练习任务 A | 在这篇讲 Matlab histogram2 函数的选段里，histogram2 会把数据分组到什么样的 bin 中？

选段 |
◇ ◇ ◇

今天,带来Matlab中绘制二元直方图,即绘制两个元素直方图的函数histogram2,它与直方图函数一致,只不过多了一个维度,它将数据分组到二维 bin 中。
本文,主要介绍histogram2函数的常见用法、语法说明、向量直方图、指定分割区块(bin)数量、修改直方图的bin数量、按高度对直方图条形着色、块状直方图视图、指定直方图bin的边界、直方图的归一化、直方图属性的调整、直方图的保存与加载等方面的介绍。
下面我们将开始非常详细的 Matlab histogram2 函数语法介绍,实例引用,结果展示。首先,我们给出 Matlab 中关于 histogram2 函数的帮助文本如下:
>> help histogram2
histogram2 Plots a bivariate histogram.
histogram2(X,Y) plots a bivariate histogram of X and Y. X and Y can be
arrays of any shape, but they must have the same size. histogram2
determines the bin edges using an automatic binning algorithm that
returns uniform bins of an area chosen to cover the range of values in
X and Y and reveal the shape of the underlying distribution.
histogram2(X,Y,NBINS), where NBINS is a scalar or 2-element vector,
specifies the number of bins to use. A scalar specifies the same number
of bins in each dimension, whereas the 2-element vector [nbinsx nbinsy]
specifies a different number of bins for the X and Y dimensions.
histogram2(X,Y,XEDGES,YEDGES), where XEDGES and YEDGES are vectors,
specifies the edges of the bins.
The value [X(k),Y(k)] is in the (i,j)th bin if XEDGES(i) <= X(k) <
XEDGES(i+1) and YEDGES(j) <= Y(k) < YEDGES(j+1). The last bins in the
X and Y dimensions will also include the upper edge. For example,
[X(k),Y(k)] will fall into the i-th bin in the last row if
XEDGES(end-1) <= X(k) <= XEDGES(end) && YEDGES(i) <= Y(k) < YEDGES(i+1).

◇ ◇ ◇

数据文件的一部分
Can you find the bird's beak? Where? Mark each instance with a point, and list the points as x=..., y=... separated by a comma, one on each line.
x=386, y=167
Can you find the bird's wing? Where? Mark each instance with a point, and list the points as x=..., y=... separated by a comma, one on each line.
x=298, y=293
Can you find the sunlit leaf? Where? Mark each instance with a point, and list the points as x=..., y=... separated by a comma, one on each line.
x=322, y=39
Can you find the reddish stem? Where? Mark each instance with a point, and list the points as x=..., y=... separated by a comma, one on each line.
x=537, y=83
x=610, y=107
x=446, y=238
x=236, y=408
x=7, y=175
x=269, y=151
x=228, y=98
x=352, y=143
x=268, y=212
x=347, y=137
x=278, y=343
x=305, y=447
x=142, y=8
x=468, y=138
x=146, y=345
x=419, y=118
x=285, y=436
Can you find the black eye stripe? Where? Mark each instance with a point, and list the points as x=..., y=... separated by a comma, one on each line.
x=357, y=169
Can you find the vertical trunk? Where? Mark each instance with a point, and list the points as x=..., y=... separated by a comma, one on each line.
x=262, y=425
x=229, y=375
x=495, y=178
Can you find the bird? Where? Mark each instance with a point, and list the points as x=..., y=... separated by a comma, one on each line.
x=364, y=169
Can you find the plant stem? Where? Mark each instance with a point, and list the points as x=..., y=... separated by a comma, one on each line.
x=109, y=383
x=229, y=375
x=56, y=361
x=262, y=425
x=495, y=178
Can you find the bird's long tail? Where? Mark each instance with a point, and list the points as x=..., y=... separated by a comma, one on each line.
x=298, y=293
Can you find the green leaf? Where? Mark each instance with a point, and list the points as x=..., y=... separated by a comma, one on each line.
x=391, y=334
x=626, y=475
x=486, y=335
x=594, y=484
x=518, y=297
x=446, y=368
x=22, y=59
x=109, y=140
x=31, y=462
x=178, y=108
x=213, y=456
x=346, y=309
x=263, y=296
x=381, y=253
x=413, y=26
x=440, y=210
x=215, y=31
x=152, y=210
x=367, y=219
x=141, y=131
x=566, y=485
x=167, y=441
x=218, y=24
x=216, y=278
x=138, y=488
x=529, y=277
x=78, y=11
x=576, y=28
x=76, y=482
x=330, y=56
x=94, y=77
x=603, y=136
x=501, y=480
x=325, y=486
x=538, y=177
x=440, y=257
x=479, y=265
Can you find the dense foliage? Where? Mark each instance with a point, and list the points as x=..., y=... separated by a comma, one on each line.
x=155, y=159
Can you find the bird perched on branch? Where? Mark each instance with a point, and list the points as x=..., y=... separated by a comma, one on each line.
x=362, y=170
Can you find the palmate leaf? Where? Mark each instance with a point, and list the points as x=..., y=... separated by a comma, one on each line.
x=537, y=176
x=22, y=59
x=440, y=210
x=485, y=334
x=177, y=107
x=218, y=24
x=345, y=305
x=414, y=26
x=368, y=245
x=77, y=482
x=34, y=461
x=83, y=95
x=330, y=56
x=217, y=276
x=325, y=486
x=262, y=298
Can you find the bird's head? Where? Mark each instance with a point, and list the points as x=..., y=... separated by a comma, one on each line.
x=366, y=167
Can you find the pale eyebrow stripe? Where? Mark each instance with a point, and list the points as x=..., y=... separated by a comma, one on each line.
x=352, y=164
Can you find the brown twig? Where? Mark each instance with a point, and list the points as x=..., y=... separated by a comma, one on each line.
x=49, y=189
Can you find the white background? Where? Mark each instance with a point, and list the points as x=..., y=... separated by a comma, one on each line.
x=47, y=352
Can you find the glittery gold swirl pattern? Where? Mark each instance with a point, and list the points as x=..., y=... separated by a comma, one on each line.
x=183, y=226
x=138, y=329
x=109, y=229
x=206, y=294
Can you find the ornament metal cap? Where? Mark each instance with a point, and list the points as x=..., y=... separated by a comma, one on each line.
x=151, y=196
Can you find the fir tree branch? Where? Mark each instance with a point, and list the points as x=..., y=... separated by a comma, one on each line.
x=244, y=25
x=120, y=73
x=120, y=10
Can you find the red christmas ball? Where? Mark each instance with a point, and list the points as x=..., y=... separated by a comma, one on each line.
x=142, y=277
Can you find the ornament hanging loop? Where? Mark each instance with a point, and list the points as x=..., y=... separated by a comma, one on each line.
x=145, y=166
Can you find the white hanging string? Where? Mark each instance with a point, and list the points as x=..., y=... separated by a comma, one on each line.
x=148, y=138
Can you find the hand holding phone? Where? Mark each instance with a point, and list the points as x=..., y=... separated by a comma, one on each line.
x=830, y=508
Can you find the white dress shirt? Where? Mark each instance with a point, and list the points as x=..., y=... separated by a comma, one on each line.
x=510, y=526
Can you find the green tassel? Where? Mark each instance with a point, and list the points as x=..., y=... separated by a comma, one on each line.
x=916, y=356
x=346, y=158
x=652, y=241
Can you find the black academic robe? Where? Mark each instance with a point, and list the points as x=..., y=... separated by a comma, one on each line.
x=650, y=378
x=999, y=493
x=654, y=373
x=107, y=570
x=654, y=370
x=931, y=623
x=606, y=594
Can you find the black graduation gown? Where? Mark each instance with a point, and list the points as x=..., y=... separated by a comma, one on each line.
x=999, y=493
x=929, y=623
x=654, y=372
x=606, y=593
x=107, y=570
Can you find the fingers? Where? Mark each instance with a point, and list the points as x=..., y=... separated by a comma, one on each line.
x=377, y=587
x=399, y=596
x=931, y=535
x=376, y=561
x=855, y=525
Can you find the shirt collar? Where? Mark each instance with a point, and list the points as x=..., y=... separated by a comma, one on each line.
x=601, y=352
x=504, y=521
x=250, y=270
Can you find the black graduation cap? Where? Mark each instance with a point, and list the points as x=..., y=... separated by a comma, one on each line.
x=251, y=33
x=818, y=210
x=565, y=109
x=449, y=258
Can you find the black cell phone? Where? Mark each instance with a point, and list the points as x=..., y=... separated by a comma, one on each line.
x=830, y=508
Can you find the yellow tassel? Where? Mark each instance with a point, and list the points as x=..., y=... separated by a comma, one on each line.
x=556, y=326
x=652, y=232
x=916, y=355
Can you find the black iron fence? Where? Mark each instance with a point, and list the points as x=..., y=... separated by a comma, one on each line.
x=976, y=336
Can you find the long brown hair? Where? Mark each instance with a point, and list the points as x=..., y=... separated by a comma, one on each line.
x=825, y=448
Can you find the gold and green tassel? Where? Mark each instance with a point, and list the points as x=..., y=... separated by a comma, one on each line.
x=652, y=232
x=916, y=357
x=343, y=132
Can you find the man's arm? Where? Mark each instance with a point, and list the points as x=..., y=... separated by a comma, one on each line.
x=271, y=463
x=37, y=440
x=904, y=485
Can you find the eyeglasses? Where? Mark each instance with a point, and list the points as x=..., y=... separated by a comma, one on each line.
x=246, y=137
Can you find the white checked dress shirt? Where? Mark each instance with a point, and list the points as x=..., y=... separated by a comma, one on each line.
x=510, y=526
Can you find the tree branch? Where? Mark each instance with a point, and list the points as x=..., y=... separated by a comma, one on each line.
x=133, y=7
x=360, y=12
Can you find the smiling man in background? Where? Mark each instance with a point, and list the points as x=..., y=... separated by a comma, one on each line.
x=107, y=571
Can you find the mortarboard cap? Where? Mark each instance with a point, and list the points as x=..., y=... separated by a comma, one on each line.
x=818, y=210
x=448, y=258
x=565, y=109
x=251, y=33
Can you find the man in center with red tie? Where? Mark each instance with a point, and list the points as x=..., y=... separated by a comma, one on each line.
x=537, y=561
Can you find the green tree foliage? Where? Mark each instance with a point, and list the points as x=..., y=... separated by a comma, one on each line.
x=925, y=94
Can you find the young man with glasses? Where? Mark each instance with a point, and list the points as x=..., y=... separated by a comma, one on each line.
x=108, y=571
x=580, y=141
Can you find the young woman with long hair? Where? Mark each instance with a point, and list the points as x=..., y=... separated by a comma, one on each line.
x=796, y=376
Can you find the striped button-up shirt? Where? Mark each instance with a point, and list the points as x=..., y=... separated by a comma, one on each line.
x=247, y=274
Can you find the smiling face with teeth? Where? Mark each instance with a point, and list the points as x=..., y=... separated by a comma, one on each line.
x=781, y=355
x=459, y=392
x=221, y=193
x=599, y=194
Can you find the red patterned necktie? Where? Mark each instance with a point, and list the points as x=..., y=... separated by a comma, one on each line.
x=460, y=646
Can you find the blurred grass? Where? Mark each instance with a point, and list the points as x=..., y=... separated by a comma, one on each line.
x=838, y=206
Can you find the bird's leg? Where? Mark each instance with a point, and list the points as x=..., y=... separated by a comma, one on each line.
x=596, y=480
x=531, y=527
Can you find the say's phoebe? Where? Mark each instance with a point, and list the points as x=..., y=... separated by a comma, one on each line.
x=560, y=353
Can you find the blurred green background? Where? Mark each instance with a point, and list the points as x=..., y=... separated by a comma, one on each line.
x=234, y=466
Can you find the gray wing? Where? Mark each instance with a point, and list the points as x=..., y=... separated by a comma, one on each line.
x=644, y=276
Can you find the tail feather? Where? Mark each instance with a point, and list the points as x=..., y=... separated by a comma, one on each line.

◇ ◇ ◇

练习任务 B | 把条目里从含有“Can you find the red christmas”的那一行到含有“x=142, y=277”的那一行一字不改地再写一遍，首尾两行都包括在内。

练习作答 A | 二维 bin 中。

练习作答 B |
Can you find the red christmas ball? Where? Mark each instance with a point, and list the points as x=..., y=... separated by a comma, one on each line.
x=142, y=277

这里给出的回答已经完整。